◆ EXTRACTED ENTRIES
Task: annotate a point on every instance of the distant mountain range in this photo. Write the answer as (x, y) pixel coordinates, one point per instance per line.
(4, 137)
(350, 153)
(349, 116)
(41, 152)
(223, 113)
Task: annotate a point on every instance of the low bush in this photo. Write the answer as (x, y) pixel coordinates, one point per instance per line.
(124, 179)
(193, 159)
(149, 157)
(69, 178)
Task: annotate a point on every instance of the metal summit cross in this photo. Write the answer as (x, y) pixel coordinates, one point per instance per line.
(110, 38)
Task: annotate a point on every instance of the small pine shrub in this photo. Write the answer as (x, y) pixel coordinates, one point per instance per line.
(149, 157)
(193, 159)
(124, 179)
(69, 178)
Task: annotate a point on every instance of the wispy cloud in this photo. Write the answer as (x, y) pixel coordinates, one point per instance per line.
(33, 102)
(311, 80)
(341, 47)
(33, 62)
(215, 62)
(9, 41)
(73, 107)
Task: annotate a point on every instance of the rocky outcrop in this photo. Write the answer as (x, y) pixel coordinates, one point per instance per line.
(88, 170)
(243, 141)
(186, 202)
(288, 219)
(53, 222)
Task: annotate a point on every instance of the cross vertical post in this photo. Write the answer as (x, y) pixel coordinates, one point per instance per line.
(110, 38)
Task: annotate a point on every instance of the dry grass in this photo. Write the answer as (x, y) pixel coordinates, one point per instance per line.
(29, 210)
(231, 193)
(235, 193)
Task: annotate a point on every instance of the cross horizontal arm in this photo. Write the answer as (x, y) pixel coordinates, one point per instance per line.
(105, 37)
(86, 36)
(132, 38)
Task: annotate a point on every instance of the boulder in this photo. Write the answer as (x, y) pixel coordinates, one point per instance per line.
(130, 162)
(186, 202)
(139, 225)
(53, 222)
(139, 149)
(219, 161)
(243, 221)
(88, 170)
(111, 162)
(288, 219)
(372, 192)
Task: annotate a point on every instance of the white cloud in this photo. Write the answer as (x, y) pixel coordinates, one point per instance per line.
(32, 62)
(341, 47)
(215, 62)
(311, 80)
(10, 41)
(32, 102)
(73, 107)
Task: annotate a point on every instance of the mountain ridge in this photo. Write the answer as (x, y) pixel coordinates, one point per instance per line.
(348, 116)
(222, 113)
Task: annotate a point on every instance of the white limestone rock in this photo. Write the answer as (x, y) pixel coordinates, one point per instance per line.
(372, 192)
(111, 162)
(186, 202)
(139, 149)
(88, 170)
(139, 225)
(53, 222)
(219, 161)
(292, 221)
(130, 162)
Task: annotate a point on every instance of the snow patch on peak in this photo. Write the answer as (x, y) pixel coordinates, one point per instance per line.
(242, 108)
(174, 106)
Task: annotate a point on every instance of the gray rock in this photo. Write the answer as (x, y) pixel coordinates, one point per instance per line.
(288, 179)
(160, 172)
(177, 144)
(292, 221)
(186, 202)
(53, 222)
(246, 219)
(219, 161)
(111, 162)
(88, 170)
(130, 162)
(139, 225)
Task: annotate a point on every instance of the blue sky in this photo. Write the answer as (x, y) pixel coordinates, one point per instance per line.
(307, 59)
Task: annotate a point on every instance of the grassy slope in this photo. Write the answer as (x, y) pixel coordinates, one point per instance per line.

◆ YOUR INSTRUCTIONS
Set down, word for word, the line that contains "Task: annotate a point on every instance of the white cloud" and all lines after it up to the end of the listing.

◆ EXPECTED OUTPUT
Task: annotate a point on every instance of the white cloud in this photo. Write the answer as (x, y) pixel coordinates, one point per instance per line.
(32, 62)
(341, 47)
(215, 62)
(311, 80)
(10, 41)
(32, 102)
(73, 107)
Task: annotate a point on every instance of the mountain ridge in this photo. Write the answer as (x, y) pixel coordinates, one point per instance per line.
(348, 116)
(222, 113)
Task: annotate a point on every instance of the white limestone rock in this photo. Write the answer as (x, y) pixel coordinates, one point per instance per line.
(372, 192)
(111, 162)
(186, 202)
(139, 149)
(88, 170)
(139, 225)
(53, 222)
(219, 161)
(292, 221)
(130, 162)
Task: annotate a point on every instance of the snow patch on peak in this photo. Write the answer as (x, y) pixel coordinates, one point per instance per line.
(242, 108)
(174, 106)
Task: annotate a point on every instance of the gray rock in this photo. Write the answer as (x, y) pixel coordinates, one point per instance per line.
(288, 179)
(160, 172)
(177, 144)
(292, 221)
(186, 202)
(53, 222)
(246, 219)
(219, 161)
(111, 162)
(88, 170)
(130, 162)
(139, 225)
Task: annotate a point on every instance of the blue sky in this photo. Write the answer as (x, y) pixel coordinates, one point per instance per line.
(307, 59)
Task: annotate a point on every instance of the grassy slope in this photo. Write the answer as (x, y) pixel coordinates, one point per instance per line.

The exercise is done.